**Work instruction**
In the passage on RepCap, what does adding Annual Revenue to the formula turn reputation into?

**Excerpted text**

======

In practical terms, organizations with strong trust and credibility but poor resilience will see their reputation capital weaken under crisis pressure. Conversely, those with moderate visibility but robust resilience and low risk exposure can maintain higher reputation value over time.
By introducing Annual Revenue into the formula, RepCap translates reputation from a qualitative score into a peso-equivalent indicator bridging communication metrics with financial performance. This empowers communicators and CEOs to present reputation not as a cost center but as a strategic investment that generates measurable returns.
RepCap fundamentally redefines the role of communication and public relations. Traditional PR has focused on shaping narratives and managing perception. But in an era of data transparency and algorithmic accountability, perception alone no longer sustains trust. Stakeholders demand proof: verifiable, consistent and aligned with purpose.
RepCap transforms PR from storytelling to story-proofing. It encourages practitioners to ground their strategies in evidence, analytics and risk management. By quantifying trust, they can demonstrate how communication contributes to operational efficiency, investor confidence and market access.
In essence, RepCap elevates PR from the margins of influence to the core of enterprise valuation.
The beauty of RepCap lies in its multidimensionality. It integrates emotional, ethical and economic logic in a single framework. It allows companies to:
Measure trust through sentiment analytics and stakeholder surveys.
Track credibility via media intelligence, leadership visibility and investor sentiment.
Assess resilience through risk audits, response time and crisis recovery indices.
Quantify risk exposure based on ESG performance, governance integrity and social volatility.
Correlate reputation with revenue, showing how each improvement in trust or credibility increases bottom-line performance.
By applying this structure, organizations can identify where their reputation capital is strongest, where it is leaking value and how to manage it systematically.

======

**Dataset records**
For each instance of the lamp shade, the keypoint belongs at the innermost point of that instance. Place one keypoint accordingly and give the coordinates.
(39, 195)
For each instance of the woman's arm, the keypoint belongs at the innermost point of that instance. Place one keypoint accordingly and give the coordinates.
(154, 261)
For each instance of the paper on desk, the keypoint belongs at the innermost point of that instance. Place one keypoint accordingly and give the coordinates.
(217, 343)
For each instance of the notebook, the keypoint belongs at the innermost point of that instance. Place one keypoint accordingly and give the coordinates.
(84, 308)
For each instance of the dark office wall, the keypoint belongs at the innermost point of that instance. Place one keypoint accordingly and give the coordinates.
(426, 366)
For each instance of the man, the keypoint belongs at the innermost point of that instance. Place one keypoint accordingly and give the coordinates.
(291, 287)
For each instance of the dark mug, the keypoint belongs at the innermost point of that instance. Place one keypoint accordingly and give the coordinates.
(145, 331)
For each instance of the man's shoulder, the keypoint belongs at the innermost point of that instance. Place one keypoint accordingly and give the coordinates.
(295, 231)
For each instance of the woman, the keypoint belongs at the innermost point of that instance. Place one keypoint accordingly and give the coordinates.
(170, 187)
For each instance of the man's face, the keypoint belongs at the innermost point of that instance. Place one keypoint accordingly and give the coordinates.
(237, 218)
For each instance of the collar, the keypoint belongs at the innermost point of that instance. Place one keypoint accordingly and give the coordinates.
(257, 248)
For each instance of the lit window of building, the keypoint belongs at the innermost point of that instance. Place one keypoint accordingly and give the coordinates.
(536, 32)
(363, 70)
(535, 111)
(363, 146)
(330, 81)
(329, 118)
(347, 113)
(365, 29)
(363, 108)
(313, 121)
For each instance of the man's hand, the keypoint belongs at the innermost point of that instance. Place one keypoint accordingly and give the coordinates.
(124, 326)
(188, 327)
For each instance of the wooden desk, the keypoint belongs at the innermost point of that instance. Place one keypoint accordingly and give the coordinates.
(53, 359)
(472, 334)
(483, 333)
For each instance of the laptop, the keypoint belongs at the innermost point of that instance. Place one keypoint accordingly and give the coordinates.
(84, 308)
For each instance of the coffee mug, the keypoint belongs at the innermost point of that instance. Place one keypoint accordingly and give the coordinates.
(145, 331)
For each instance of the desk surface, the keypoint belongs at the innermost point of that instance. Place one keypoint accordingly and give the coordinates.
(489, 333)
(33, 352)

======

**Result below**
A peso-equivalent indicator that bridges communication metrics with financial performance.